** begin **

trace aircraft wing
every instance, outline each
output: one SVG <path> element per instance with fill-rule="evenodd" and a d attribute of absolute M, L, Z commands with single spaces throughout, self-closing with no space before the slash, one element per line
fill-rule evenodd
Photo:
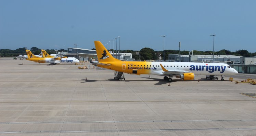
<path fill-rule="evenodd" d="M 160 64 L 160 66 L 161 66 L 161 67 L 162 68 L 162 69 L 163 69 L 163 70 L 164 71 L 162 72 L 163 74 L 165 75 L 172 75 L 173 76 L 176 76 L 180 75 L 183 73 L 191 73 L 190 72 L 185 70 L 168 70 L 165 68 L 163 66 L 162 64 Z"/>

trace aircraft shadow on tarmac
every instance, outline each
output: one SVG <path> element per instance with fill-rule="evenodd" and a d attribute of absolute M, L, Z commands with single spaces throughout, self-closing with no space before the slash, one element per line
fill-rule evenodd
<path fill-rule="evenodd" d="M 163 85 L 164 84 L 168 84 L 169 83 L 172 83 L 174 82 L 191 82 L 191 81 L 183 81 L 182 80 L 172 80 L 172 81 L 171 82 L 167 82 L 167 81 L 166 81 L 165 80 L 164 80 L 162 79 L 157 79 L 157 78 L 143 78 L 144 79 L 151 79 L 153 80 L 117 80 L 116 79 L 108 79 L 107 80 L 101 80 L 101 81 L 99 81 L 99 80 L 87 80 L 86 79 L 82 79 L 81 81 L 83 81 L 81 83 L 86 83 L 86 82 L 97 82 L 97 81 L 101 81 L 101 82 L 120 82 L 120 81 L 123 81 L 123 82 L 140 82 L 140 81 L 143 81 L 143 82 L 154 82 L 157 81 L 158 81 L 158 82 L 155 84 L 154 85 Z"/>

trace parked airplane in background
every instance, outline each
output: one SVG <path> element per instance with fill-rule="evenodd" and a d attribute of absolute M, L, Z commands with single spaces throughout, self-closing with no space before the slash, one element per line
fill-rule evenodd
<path fill-rule="evenodd" d="M 194 79 L 195 75 L 221 75 L 223 80 L 222 75 L 238 73 L 228 65 L 221 63 L 122 61 L 113 57 L 100 41 L 94 43 L 99 62 L 92 64 L 118 71 L 115 72 L 117 76 L 123 73 L 152 74 L 164 76 L 164 80 L 171 82 L 174 76 L 188 80 Z"/>
<path fill-rule="evenodd" d="M 28 58 L 26 60 L 39 63 L 48 63 L 56 64 L 61 63 L 61 58 L 49 58 L 37 57 L 33 54 L 29 50 L 26 50 L 26 52 L 28 56 Z"/>
<path fill-rule="evenodd" d="M 38 57 L 42 57 L 43 53 L 41 52 L 40 54 L 39 55 L 35 55 Z M 20 55 L 17 56 L 18 58 L 20 58 L 21 59 L 23 58 L 27 58 L 28 55 Z"/>
<path fill-rule="evenodd" d="M 52 56 L 49 55 L 47 52 L 46 51 L 44 50 L 41 50 L 42 52 L 42 53 L 43 57 L 49 57 L 49 58 L 59 58 L 57 55 Z M 61 63 L 78 63 L 79 62 L 79 60 L 77 59 L 75 57 L 61 57 Z"/>
<path fill-rule="evenodd" d="M 21 59 L 23 59 L 23 58 L 27 58 L 28 55 L 20 55 L 17 56 L 18 58 L 20 58 Z"/>

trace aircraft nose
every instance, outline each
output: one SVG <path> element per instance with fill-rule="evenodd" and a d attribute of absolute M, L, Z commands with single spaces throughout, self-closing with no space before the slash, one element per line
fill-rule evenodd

** end **

Rewrite all of the material above as a JSON list of strings, one string per line, skipping blank lines and leaving out the picture.

[
  "trace aircraft wing",
  "every instance, outline each",
  "output: one SVG <path> element per instance with fill-rule=\"evenodd\" and a d attribute of absolute M, L, Z commands with single spaces throughout, self-closing with no space before the slash, one element per line",
  "fill-rule evenodd",
  "Photo:",
  "<path fill-rule=\"evenodd\" d=\"M 160 64 L 160 66 L 161 66 L 161 67 L 162 68 L 162 69 L 163 69 L 163 70 L 164 71 L 162 72 L 163 74 L 165 75 L 172 75 L 173 76 L 176 76 L 180 75 L 183 73 L 191 73 L 190 72 L 185 70 L 168 70 L 165 68 L 163 66 L 162 64 Z\"/>",
  "trace aircraft shadow on tarmac",
  "every instance, outline each",
  "output: one SVG <path> element per instance with fill-rule=\"evenodd\" and a d attribute of absolute M, L, Z commands with single spaces throughout, self-closing with no space before the slash, one element per line",
  "fill-rule evenodd",
  "<path fill-rule=\"evenodd\" d=\"M 163 85 L 164 84 L 168 84 L 169 83 L 172 83 L 174 82 L 191 82 L 191 81 L 183 81 L 182 80 L 172 80 L 172 81 L 171 82 L 167 82 L 167 81 L 166 81 L 165 80 L 164 80 L 162 79 L 157 79 L 157 78 L 143 78 L 144 79 L 151 79 L 153 80 L 117 80 L 116 79 L 108 79 L 107 80 L 101 80 L 101 81 L 99 81 L 99 80 L 87 80 L 86 79 L 82 79 L 81 81 L 83 81 L 81 83 L 86 83 L 86 82 L 97 82 L 97 81 L 101 81 L 101 82 L 120 82 L 120 81 L 123 81 L 123 82 L 140 82 L 140 81 L 143 81 L 143 82 L 154 82 L 157 81 L 158 81 L 158 82 L 155 84 L 154 85 Z\"/>",
  "trace parked airplane in background",
  "every instance, outline each",
  "output: one SVG <path> element per instance with fill-rule=\"evenodd\" and a d attribute of absolute M, L, Z commands with single spaces throughout, self-closing with no space before the slash, one element per line",
  "fill-rule evenodd",
  "<path fill-rule=\"evenodd\" d=\"M 194 79 L 195 75 L 221 75 L 223 80 L 222 75 L 238 73 L 228 65 L 221 63 L 122 61 L 113 57 L 100 41 L 94 43 L 99 62 L 92 64 L 118 71 L 115 72 L 117 76 L 123 73 L 152 74 L 164 76 L 164 80 L 171 82 L 174 76 L 188 80 Z\"/>",
  "<path fill-rule=\"evenodd\" d=\"M 28 58 L 26 60 L 39 63 L 48 63 L 56 64 L 61 63 L 61 58 L 49 58 L 37 57 L 33 54 L 29 50 L 26 50 L 26 52 L 28 56 Z\"/>",
  "<path fill-rule=\"evenodd\" d=\"M 38 57 L 42 57 L 43 53 L 41 52 L 40 54 L 39 55 L 35 55 Z M 20 55 L 17 56 L 18 58 L 20 58 L 21 59 L 23 58 L 27 58 L 28 55 Z\"/>",
  "<path fill-rule=\"evenodd\" d=\"M 52 56 L 49 55 L 47 52 L 46 51 L 44 50 L 41 50 L 42 52 L 42 53 L 43 57 L 49 57 L 49 58 L 59 58 L 57 55 Z M 61 63 L 78 63 L 79 62 L 79 60 L 77 59 L 75 57 L 61 57 Z\"/>",
  "<path fill-rule=\"evenodd\" d=\"M 21 59 L 23 59 L 23 58 L 27 58 L 28 55 L 20 55 L 17 56 L 18 58 L 20 58 Z\"/>",
  "trace aircraft nose",
  "every instance, outline each",
  "output: one SVG <path> element per instance with fill-rule=\"evenodd\" and a d attribute of absolute M, L, Z commands with single spaces throughout, self-closing with no space before the slash, one element per line",
  "fill-rule evenodd"
]